- **PAGE EXCERPT**:

· · · · · · ·

[PATCH mptcp-net 0/9] net: sysctl: avoid using current->nsproxy

Matthieu Baerts (NGI0) posted 9 patches 1 week, 6 days ago
Patches applied successfully (tree, apply log)
git fetch https://github.com/multipath-tcp/mptcp_net-next tags/patchew/20250107-mptcp-sysfs-netns-v1-0-2fa7075d9970@kernel.org
There is a newer version of this series
net/mptcp/ctrl.c  | 17 +++++++++--------
net/rds/tcp.c     | 39 ++++++++++++++++++++++++++++++++-------
net/sctp/sysctl.c | 14 ++++++++------
3 files changed, 49 insertions(+), 21 deletions(-)
[PATCH mptcp-net 0/9] net: sysctl: avoid using current->nsproxy
Posted by Matthieu Baerts (NGI0) 1 week, 6 days ago
As pointed out by Al Viro and Eric Dumazet in [1], using the 'net'
structure via 'current' is not recommended for different reasons:

- Inconsistency: getting info from the reader's/writer's netns vs only
  from the opener's netns.

- current->nsproxy can be NULL in some cases, resulting in an 'Oops'
  (null-ptr-deref), e.g. when the current task is exiting, as spotted by
  syzbot [1] using acct(2).

The 'net' or 'pernet' structure can be obtained from the table->data
using container_of().

Note that table->data could also be used directly in more places, but
that would increase the size of this fix to replace all accesses via
'net'.

Patches 2-9 remove access of net via current->nsproxy in sysfs handlers
in MPTCP, SCTP and RDS. There are multiple patches to ease the
backports.

Patch 1 is not directly linked to this, but it is a small fix for MPTCP
available_schedulers sysctl knob to explicitly mark it as read-only.

Please note that this series does not address Al's comment [2]. In SCTP,
some sysctl knobs set other sysfs-exposed variables for the min/max: two
processes could then write two linked values at the same time, resulting
in new values being outside the new boundaries.

· · · · · · ·

(Part of a data file)
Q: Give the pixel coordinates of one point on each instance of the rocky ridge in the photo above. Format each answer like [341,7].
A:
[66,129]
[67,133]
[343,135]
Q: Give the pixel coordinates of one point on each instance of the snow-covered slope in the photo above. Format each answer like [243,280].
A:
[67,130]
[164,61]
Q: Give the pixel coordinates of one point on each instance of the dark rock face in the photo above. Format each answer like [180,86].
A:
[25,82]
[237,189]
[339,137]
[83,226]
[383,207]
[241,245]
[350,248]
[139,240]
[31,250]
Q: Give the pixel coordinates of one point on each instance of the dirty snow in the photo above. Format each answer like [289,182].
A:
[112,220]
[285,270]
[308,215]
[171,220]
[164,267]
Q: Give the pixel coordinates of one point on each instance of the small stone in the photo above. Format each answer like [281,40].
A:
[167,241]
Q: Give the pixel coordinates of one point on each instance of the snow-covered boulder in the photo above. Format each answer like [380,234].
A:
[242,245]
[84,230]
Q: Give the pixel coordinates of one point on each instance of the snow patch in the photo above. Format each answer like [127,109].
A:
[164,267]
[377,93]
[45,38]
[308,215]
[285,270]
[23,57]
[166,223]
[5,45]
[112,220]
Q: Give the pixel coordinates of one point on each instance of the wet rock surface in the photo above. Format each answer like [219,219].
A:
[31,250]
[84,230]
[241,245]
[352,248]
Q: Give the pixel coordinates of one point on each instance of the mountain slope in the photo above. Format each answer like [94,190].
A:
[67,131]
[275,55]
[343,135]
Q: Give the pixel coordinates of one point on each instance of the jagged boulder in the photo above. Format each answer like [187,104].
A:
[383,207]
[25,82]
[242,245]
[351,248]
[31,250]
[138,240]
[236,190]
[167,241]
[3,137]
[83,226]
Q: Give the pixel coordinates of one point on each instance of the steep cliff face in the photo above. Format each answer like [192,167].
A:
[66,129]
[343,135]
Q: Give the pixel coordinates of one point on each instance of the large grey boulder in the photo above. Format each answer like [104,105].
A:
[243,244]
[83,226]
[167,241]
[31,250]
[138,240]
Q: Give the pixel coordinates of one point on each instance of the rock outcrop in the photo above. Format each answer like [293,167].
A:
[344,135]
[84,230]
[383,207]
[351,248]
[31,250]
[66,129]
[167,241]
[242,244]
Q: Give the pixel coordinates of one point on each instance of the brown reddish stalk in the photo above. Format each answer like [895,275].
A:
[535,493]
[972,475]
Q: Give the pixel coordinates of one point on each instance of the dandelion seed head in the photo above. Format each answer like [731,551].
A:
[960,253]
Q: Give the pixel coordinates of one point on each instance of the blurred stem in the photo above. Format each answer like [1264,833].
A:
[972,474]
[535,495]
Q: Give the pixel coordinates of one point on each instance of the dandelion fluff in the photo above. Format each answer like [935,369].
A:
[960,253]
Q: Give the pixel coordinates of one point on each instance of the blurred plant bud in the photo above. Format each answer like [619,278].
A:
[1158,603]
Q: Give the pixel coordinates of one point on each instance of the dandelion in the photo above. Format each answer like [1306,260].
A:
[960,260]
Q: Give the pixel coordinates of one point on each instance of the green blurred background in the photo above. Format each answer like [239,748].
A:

· · · · · · ·

- **THINGS TO DO**:
- A) List every file path that the patch-series page shows as changed.
- B) In the patch-series page, rewrite the passage from "git fetch https://github.com/multipath-tcp/mptcp_net-next" up to and including "the opener's netns.", changing "Inconsistency" to "Mismatch".

- **ANSWERS FOR THE EXERCISE**:
- A)
net/mptcp/ctrl.c
net/rds/tcp.c
net/sctp/sysctl.c

- B)
git fetch https://github.com/multipath-tcp/mptcp_net-next tags/patchew/20250107-mptcp-sysfs-netns-v1-0-2fa7075d9970@kernel.org
There is a newer version of this series
net/mptcp/ctrl.c  | 17 +++++++++--------
net/rds/tcp.c     | 39 ++++++++++++++++++++++++++++++++-------
net/sctp/sysctl.c | 14 ++++++++------
3 files changed, 49 insertions(+), 21 deletions(-)
[PATCH mptcp-net 0/9] net: sysctl: avoid using current->nsproxy
Posted by Matthieu Baerts (NGI0) 1 week, 6 days ago
As pointed out by Al Viro and Eric Dumazet in [1], using the 'net'
structure via 'current' is not recommended for different reasons:

- Mismatch: getting info from the reader's/writer's netns vs only
  from the opener's netns.